:: Provided text ::
Sure it’s a "practical" event for those who are currently in the market for new set of wheels. But Kia, Schmia. It’s all about checking out the real car porn owned by the likes of P. Diddy and The Don, right? Not to mention manufacturers some of us have never even heard of.
Crowds were gathered around the roped-off Ferrari and Maserati platforms in the Concourse Hall, and ardent oohs and ahs were heard at the Maybach super limo near the Mercedes exhibit. This stretch auto with perfectly pleated curtains and full-tilt recliner seats slightly resembles a hearse, but that didn’t stop auto show attendants from jockeying for position to get a good glimpse of the sample Maybach -- which costs roughly equivalent to a modestly pleasant single-family home in a second-tier American city. Take your pick.
The sea of shiny metal and chrome and smell of finely cured leather (a few exhibitors choose to lovingly drape entire hides on racks) prompts some folks to let their guard down. One gentleman greeted the BMW 645Ci in the same manner he might point out a particularly fine human specimen to his conquesting co-conspirators: "Oh yeah, there she is."
And for those who want to see tomorrow today, check out the BMW H2R Hydrogen prototype, complete with an outline of the engine sketched on the hood, as well as the freakishly round, wavy and imposing new Mitsubishi truck -- an example of Frank Gehry-inspired design gone awry.

:: Written exercise 1 ::
Name every car brand mentioned in the auto show passage.
:: Written exercise 2 ::
Write out the auto show passage word for word from "Sure it’s a" to "even heard of.".

:: Record set ::
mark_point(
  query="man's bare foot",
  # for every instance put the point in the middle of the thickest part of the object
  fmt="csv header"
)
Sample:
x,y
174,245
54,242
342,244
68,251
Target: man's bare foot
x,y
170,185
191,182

:: Worked answer 1 ::
Kia, Ferrari, Maserati, Maybach, Mercedes, BMW, Mitsubishi

:: Worked answer 2 ::
Sure it’s a "practical" event for those who are currently in the market for new set of wheels. But Kia, Schmia. It’s all about checking out the real car porn owned by the likes of P. Diddy and The Don, right? Not to mention manufacturers some of us have never even heard of.